# Objective 1
In the passage below about Goals on Sunday, who mostly commentated the main featured match?

Goals on Sunday is a British football highlights television programme which aired on the ITV Yorkshire Television region initially between 1989 and 1992 in its first format, and then again from 1992 to 2002.

Original Format
The show was a 30-minute programme featuring action from Saturday's games featuring the region's teams in top four divisions beginning with a main 10-minute featured match, mostly commentated by John Helm and presented by Nick Powell. Leeds United or one of the Sheffield teams (Wednesday or United) were usually featured in the main game with interviews with players and managers afterwards.

With the formation of the Premier League in 1992 Sky Sports won the rights to show the games meaning the show continued showing games from the Second, Third and Fourth levels. The last show aired on the final weekend of the 2001–02 season.

History
The show was usually shown in a mid day slot on Sunday lunchtime showing the previous days Football highlights. Teams featured were from the Yorkshire Television region's, the area covered all of Yorkshire and Lincolnshire including a small number of sides from neighbouring Derbyshire and Nottinghamshire that are situated close to the borders with Yorkshire.

# Object pointing dataset rows
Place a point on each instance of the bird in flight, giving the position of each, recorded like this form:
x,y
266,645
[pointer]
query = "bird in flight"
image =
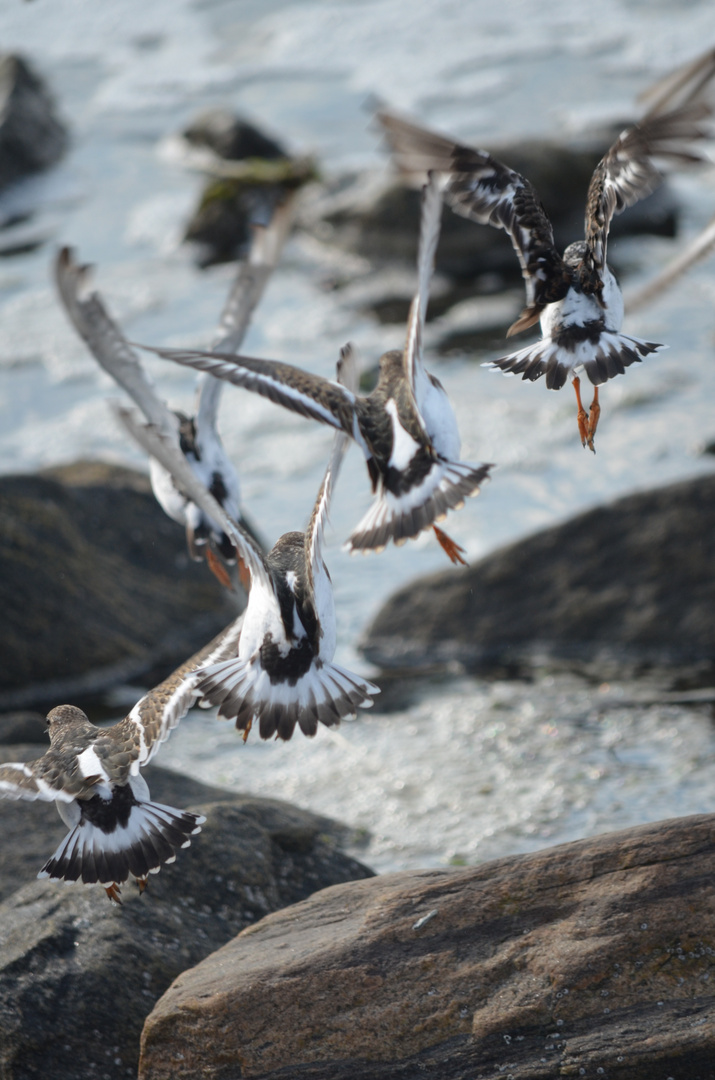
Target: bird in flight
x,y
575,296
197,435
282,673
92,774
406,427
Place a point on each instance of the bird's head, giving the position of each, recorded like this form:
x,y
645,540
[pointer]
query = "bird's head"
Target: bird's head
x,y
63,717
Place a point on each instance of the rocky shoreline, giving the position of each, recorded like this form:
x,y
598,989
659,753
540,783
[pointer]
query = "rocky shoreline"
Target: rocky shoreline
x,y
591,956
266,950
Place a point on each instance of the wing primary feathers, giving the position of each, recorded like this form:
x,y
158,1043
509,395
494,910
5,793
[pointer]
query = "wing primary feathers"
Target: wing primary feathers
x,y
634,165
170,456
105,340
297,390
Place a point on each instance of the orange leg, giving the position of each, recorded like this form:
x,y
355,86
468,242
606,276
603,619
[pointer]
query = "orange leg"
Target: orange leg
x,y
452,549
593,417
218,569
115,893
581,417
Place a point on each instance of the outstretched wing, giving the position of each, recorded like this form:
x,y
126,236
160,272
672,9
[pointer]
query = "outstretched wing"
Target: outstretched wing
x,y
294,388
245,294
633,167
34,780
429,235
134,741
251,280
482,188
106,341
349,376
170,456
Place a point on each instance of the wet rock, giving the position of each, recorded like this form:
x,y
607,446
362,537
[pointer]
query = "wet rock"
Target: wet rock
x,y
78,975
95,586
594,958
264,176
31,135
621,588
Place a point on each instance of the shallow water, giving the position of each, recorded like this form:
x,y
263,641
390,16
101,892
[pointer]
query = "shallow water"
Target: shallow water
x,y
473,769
...
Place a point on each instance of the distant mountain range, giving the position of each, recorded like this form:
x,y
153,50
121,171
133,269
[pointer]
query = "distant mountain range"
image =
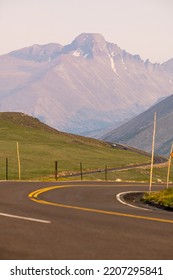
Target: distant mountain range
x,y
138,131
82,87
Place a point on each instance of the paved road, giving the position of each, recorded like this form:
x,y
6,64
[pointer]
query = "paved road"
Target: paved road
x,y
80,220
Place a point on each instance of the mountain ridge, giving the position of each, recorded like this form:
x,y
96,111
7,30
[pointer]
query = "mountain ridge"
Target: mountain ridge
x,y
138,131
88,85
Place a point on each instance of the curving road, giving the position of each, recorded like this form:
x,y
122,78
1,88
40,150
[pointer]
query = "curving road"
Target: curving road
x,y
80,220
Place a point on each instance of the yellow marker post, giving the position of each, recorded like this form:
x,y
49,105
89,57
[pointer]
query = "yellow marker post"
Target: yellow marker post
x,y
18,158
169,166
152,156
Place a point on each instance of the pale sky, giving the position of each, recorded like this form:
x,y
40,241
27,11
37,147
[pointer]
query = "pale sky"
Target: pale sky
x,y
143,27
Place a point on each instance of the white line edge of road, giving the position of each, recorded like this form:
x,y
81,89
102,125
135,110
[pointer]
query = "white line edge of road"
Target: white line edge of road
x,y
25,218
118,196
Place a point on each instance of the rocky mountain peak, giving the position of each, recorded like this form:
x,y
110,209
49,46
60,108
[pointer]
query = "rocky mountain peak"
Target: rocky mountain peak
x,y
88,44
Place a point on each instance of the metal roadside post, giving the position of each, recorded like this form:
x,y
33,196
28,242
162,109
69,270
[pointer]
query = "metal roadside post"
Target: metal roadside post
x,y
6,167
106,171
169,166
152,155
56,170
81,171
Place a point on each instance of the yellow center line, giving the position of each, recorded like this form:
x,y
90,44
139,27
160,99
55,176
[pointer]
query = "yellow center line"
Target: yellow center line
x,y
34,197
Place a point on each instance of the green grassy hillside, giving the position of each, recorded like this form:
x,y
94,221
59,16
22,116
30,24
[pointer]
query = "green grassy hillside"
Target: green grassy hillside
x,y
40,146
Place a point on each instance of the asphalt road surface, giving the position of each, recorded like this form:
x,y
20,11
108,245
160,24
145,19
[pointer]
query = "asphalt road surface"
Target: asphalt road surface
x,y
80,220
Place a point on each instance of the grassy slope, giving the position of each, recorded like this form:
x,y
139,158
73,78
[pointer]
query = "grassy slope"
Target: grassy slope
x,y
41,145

# Objective 2
Please collect every line in the entries above that contains the word "green". Case counts.

# Response 1
John Helm

# Response 2
Place a point on each instance of the green grassy hillside, giving the position of each, recorded like this form:
query = "green grassy hillside"
Target: green grassy hillside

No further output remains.